ControlNet Custom resolution dataset, ex 1024 x 768?

Is it possible to train with a custom resolution dataset, ex 1024 x 768? I tried something like this, but didn't work:

accelerate launch train_controlnet.py --pretrained_model_name_or_path=$MODEL_DIR --output_dir=$OUTPUT_DIR --dataset_name=fusing/fill50k *--resolution=1024x768 * --learning_rate=1e-5 --validation_image "./conditioning_image_1.png" "./conditioning_image_2.png" --validation_prompt "red circle with blue background" "cyan circle with brown floral background" --train_batch_size=4

thanks!

Apr 10 '23 10:04 alelordelo

the dimensions should be multiple of 64..

Apr 26 '23 15:04 engrmusawarali

the dimensions should be multiple of 64..

But the question is how to deal with the dataset in which the images' width and height are not equal, e.g., 1024 x 768. IF we resize the images to 512 x 512, then how to upscale the images to the original sizes? These are the questions I'm facing with.

Jul 03 '23 02:07 NorthSummer

Both of the dimensions of the input size must be multiple of 64, because its performs the convolutions on input and concatenates the condition to the adapter. Regarding upscaling I don't know, you can either crop the input images and resize the input images while preserving the aspect ratio.

Jul 03 '23 10:07 engrmusawarali

also see here https://github.com/lllyasviel/ControlNet/issues/365

Sep 17 '23 08:09 geroldmeisinger

So the model only accept that the input images are all the same size? My data set is guaranteed to be a multiple of 64 in width and height (obtained from the canny preprocessing codes in this repository), but an error is reported： RuntimeError: stack expects each tensor to be equal size, but got [512, 896, 3] at entry 0 and [512, 1152, 3] at entry 1

Mar 30 '24 07:03 remember00000

_DATA LISTING_.
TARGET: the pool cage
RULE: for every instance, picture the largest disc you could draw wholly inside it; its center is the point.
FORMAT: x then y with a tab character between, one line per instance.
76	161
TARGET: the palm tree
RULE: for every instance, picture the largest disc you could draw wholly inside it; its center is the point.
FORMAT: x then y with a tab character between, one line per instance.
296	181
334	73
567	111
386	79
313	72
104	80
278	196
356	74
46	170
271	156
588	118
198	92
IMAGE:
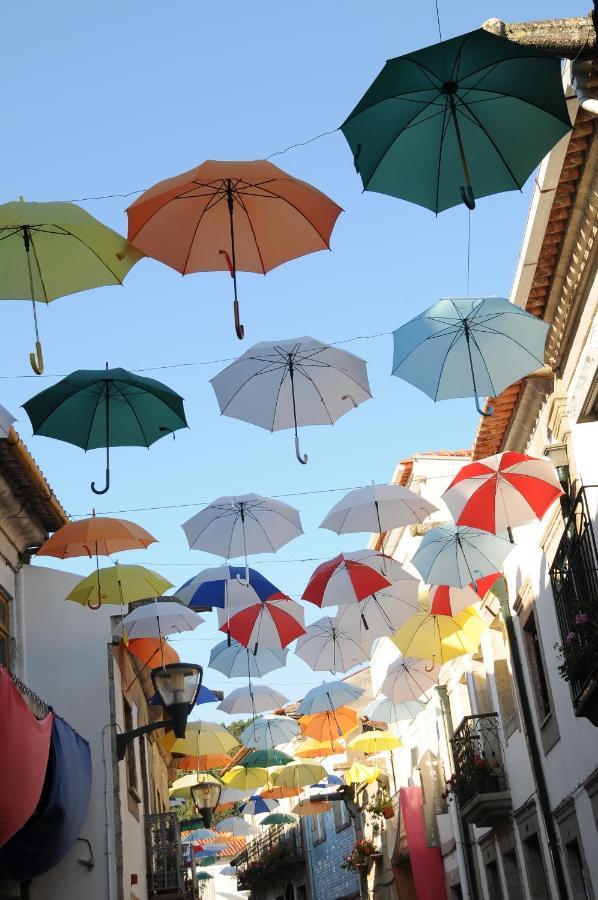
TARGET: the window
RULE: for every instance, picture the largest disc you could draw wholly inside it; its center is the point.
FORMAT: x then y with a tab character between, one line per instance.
318	829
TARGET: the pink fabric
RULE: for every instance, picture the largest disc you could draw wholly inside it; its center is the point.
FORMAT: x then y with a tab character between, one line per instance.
426	862
24	750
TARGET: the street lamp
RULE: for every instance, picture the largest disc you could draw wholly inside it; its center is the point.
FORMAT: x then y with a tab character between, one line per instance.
206	796
177	686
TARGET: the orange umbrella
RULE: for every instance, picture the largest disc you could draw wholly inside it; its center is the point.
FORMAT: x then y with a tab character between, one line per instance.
235	216
329	725
96	536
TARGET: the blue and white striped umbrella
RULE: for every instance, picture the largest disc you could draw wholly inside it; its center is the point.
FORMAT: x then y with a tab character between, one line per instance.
457	555
469	347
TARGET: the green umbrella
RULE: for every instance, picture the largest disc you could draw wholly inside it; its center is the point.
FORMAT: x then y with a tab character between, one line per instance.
111	408
48	250
261	759
465	118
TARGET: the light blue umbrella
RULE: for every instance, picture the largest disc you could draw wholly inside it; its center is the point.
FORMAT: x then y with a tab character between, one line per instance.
328	696
457	555
469	347
237	661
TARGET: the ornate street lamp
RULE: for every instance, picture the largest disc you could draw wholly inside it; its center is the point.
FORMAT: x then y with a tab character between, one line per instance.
177	686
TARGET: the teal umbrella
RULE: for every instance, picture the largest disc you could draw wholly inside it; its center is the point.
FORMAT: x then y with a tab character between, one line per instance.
111	408
465	118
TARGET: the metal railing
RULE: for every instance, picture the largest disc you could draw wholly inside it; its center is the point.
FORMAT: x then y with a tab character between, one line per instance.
477	757
574	575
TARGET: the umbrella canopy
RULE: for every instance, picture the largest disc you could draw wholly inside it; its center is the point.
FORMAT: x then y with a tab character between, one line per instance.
160	617
236	661
374	742
268	732
245	216
448	601
256	805
350	577
118	584
96	536
502	491
443	125
291	383
326	646
48	250
469	347
329	726
440	638
458	556
254	698
106	408
328	696
407	679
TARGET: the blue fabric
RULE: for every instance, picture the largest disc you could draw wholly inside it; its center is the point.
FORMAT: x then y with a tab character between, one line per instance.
53	829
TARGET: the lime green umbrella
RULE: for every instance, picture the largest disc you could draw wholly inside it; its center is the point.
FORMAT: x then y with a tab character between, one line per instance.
111	408
465	118
48	250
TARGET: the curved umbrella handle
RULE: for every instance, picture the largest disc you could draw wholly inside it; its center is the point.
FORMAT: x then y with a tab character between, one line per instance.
37	359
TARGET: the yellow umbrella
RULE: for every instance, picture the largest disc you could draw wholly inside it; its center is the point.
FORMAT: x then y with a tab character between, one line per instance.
243	779
182	786
440	638
299	774
361	774
200	737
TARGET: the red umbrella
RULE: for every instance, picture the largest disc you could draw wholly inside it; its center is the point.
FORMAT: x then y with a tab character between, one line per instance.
502	491
448	601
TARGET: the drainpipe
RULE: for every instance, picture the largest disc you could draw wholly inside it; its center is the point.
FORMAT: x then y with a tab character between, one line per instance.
462	844
534	750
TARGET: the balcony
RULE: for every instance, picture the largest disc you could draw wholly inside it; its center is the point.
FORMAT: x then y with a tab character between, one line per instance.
574	578
480	782
270	858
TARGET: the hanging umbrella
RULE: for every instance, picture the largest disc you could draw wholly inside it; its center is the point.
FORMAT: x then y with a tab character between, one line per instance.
256	805
445	124
268	732
48	250
254	698
350	577
118	584
448	601
469	347
330	725
381	613
328	696
440	638
502	491
384	710
111	408
231	216
291	383
236	661
407	679
325	646
458	556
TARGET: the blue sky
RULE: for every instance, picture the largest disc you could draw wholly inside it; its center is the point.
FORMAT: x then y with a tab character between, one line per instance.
111	97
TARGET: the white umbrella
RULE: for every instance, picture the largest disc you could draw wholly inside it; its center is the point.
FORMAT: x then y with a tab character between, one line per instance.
254	698
458	556
328	696
290	383
327	647
408	678
157	619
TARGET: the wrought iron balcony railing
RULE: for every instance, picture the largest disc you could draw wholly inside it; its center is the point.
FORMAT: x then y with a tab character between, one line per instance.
478	759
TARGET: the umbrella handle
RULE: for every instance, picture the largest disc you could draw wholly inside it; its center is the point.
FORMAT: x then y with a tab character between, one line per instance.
37	359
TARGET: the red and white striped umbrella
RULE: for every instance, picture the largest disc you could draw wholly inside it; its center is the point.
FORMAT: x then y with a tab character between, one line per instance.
502	491
446	600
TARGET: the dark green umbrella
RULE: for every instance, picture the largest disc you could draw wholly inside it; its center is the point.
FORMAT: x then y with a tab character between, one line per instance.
106	408
465	118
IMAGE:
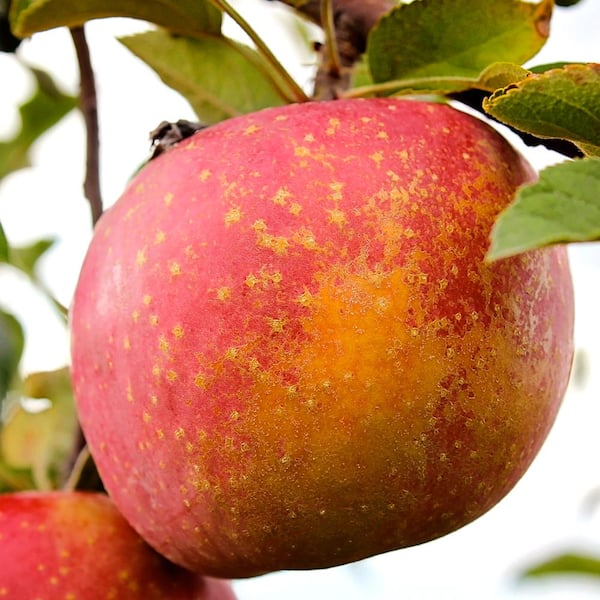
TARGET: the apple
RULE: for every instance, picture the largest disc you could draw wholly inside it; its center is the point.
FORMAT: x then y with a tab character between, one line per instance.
73	545
288	349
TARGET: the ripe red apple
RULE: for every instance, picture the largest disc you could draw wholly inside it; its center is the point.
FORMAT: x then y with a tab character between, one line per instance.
67	546
288	350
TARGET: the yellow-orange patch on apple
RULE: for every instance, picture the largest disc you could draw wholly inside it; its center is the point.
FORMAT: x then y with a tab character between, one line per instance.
313	363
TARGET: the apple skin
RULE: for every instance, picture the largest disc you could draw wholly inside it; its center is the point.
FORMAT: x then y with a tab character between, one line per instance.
75	545
288	350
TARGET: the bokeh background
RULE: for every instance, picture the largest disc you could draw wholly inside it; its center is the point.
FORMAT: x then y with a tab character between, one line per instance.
555	507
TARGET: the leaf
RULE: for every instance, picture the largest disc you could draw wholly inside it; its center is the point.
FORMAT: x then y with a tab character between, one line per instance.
26	258
8	42
45	108
566	564
4	250
459	38
11	349
189	17
563	206
499	75
559	103
219	77
42	441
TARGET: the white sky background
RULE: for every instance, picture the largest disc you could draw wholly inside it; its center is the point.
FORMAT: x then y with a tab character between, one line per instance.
543	513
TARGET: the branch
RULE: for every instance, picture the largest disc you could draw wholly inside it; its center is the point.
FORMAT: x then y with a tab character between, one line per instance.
89	108
352	21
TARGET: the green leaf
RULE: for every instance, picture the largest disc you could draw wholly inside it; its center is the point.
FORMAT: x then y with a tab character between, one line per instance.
219	77
4	249
559	103
189	17
26	258
45	108
42	441
566	564
563	206
459	38
499	75
11	349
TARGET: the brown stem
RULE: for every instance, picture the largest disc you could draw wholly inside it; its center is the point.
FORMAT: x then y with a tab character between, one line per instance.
352	21
91	188
89	108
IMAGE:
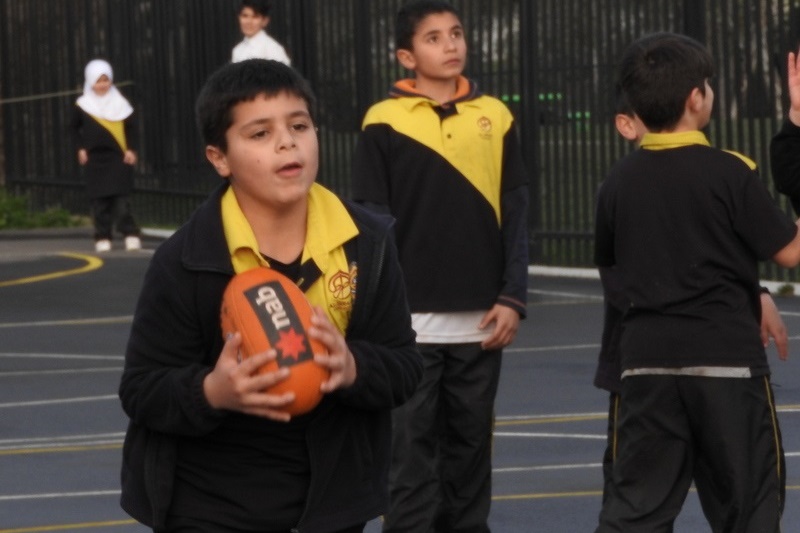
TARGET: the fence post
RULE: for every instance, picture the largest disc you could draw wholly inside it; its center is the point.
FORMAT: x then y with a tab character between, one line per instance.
694	19
364	41
529	119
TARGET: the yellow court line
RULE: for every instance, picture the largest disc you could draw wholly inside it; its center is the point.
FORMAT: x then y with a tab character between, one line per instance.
60	449
574	494
534	496
92	263
789	408
67	527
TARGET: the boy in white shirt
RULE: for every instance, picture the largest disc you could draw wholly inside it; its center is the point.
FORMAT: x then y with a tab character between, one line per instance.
257	44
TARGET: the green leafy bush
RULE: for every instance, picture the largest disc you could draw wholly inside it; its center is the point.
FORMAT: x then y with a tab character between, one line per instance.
15	213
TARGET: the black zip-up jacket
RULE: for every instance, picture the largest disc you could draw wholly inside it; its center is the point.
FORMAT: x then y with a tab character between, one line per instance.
176	339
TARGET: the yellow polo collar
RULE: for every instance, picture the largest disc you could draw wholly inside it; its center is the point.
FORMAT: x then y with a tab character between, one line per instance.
665	141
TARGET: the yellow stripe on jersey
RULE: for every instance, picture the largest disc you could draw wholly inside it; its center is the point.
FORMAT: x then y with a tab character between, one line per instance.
471	140
664	141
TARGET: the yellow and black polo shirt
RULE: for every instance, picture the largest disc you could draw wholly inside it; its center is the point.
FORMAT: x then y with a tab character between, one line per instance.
452	176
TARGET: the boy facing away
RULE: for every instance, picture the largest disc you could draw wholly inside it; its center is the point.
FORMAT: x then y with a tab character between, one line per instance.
208	447
607	375
684	225
257	43
785	146
443	159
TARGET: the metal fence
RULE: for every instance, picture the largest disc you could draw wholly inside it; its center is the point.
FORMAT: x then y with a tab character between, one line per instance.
552	61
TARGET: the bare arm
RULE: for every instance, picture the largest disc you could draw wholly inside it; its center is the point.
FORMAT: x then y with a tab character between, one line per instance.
789	255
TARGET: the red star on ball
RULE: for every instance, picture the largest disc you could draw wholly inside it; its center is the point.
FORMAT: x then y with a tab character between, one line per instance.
291	344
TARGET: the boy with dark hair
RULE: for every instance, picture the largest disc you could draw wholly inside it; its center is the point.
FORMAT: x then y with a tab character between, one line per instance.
607	375
444	160
683	225
257	43
785	146
208	447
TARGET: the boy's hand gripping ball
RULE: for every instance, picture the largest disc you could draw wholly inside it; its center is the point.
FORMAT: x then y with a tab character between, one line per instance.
270	311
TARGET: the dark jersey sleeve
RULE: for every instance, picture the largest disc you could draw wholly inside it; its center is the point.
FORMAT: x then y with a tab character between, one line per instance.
785	161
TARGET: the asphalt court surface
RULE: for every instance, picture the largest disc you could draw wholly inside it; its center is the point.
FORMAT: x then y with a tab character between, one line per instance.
65	313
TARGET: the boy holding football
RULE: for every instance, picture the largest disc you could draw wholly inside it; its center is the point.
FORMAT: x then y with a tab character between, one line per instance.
208	447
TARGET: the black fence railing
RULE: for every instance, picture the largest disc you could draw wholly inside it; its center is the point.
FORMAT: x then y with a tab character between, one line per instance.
552	61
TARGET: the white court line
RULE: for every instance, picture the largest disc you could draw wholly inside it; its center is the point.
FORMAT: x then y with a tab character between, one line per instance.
61	372
73	322
60	401
548	435
575	295
54	495
551	348
20	355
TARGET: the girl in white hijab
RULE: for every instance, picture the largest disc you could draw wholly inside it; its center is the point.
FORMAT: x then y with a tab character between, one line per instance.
102	130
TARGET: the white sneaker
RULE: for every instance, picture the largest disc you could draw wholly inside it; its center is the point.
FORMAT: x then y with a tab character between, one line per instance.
133	243
103	245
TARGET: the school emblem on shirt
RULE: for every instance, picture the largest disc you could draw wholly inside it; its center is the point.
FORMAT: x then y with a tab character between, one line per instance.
485	128
342	287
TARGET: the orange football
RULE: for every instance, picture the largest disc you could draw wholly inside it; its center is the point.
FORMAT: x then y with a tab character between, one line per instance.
270	311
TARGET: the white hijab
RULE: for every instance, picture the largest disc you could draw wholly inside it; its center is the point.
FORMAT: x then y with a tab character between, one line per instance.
112	105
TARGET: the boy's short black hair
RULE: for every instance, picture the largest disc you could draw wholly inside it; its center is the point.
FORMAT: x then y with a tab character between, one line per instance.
622	106
260	7
411	14
658	73
243	82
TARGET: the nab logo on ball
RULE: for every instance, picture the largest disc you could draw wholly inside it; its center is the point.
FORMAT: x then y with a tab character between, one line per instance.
280	322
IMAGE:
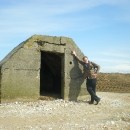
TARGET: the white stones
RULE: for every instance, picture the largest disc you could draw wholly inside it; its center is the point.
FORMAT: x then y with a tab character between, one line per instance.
66	115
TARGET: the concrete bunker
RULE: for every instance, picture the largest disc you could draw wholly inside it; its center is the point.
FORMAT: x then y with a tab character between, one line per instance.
39	66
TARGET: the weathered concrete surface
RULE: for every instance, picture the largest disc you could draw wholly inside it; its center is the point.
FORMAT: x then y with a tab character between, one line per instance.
20	69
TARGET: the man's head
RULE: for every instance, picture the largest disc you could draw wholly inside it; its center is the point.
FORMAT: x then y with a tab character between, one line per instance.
85	59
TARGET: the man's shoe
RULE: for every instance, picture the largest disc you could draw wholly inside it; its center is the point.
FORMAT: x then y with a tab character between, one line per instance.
91	102
97	101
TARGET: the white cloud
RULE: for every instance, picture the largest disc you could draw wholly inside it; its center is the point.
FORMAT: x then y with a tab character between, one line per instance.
121	68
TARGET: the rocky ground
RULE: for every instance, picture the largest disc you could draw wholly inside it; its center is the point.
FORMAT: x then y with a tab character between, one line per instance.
112	113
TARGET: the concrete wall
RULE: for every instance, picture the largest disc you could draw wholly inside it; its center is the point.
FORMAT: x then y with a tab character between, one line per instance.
20	79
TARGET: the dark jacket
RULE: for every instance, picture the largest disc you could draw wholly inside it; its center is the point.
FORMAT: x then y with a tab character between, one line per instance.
89	69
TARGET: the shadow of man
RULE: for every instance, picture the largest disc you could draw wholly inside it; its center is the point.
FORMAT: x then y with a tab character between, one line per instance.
76	80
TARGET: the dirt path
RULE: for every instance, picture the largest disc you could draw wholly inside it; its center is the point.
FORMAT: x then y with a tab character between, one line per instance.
112	113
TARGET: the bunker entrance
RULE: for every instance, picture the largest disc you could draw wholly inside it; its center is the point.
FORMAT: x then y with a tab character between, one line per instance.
50	75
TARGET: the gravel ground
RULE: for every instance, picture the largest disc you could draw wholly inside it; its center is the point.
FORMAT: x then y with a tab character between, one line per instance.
112	113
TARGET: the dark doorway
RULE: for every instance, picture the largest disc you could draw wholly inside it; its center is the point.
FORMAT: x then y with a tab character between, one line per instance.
50	74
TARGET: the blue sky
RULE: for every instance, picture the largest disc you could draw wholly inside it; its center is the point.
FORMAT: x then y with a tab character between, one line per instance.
100	28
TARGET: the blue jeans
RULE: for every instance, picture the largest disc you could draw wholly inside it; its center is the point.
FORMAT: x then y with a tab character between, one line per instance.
91	88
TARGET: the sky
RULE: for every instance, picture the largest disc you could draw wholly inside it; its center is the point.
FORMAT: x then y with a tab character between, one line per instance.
100	28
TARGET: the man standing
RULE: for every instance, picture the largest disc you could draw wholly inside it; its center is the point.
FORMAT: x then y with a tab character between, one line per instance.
90	73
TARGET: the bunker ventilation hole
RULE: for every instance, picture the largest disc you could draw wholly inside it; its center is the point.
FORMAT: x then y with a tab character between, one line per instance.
70	62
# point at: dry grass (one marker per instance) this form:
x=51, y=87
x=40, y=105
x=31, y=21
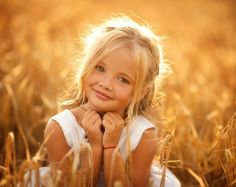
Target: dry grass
x=37, y=40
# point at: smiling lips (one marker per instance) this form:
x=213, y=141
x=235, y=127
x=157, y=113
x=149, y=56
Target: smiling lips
x=102, y=95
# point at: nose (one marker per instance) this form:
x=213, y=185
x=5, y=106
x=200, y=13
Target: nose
x=105, y=82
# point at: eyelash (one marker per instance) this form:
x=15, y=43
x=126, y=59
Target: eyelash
x=121, y=79
x=99, y=68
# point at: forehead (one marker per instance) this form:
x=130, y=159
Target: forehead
x=121, y=60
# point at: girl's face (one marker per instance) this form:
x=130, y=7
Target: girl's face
x=110, y=85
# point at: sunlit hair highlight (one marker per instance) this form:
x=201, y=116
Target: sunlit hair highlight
x=146, y=50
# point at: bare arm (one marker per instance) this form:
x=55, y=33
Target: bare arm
x=142, y=158
x=57, y=148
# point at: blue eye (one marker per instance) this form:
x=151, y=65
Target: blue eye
x=100, y=68
x=123, y=80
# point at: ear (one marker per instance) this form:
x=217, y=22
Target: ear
x=146, y=90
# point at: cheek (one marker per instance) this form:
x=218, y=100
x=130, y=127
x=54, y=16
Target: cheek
x=89, y=80
x=126, y=95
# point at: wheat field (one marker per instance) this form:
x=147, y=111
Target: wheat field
x=38, y=41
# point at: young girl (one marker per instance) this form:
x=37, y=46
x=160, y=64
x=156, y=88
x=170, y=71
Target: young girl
x=115, y=111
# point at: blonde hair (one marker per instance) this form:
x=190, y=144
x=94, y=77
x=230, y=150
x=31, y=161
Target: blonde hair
x=146, y=50
x=145, y=47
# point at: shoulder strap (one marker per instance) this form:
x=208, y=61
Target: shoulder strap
x=135, y=131
x=73, y=132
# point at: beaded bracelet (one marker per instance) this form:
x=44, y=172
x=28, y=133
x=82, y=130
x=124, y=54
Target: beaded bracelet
x=110, y=147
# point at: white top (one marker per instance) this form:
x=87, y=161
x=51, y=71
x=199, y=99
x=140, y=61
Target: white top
x=74, y=135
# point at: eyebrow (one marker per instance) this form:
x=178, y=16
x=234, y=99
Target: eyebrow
x=120, y=73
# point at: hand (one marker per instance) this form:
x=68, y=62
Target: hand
x=91, y=123
x=113, y=124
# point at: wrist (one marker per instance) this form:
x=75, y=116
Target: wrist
x=109, y=147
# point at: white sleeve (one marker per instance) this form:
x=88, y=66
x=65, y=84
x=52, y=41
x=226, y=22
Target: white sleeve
x=73, y=132
x=136, y=128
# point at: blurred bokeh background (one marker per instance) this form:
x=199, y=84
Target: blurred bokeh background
x=38, y=40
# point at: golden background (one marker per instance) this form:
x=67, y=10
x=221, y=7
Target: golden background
x=37, y=46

_EXERCISE_.
From the forum thread, write out the passage starting with "accelerate launch train_controlnet.py" and going on through "I'm facing with.", but swap "multiple of 64" for "multiple of 8". The rows stand apart from the forum thread and are separate material.

_RESPONSE TO THE EXERCISE_.
accelerate launch train_controlnet.py --pretrained_model_name_or_path=$MODEL_DIR --output_dir=$OUTPUT_DIR --dataset_name=fusing/fill50k *--resolution=1024x768 * --learning_rate=1e-5 --validation_image "./conditioning_image_1.png" "./conditioning_image_2.png" --validation_prompt "red circle with blue background" "cyan circle with brown floral background" --train_batch_size=4

thanks!

Apr 10 '23 10:04 alelordelo

the dimensions should be multiple of 8..

Apr 26 '23 15:04 engrmusawarali

the dimensions should be multiple of 8..

But the question is how to deal with the dataset in which the images' width and height are not equal, e.g., 1024 x 768. IF we resize the images to 512 x 512, then how to upscale the images to the original sizes? These are the questions I'm facing with.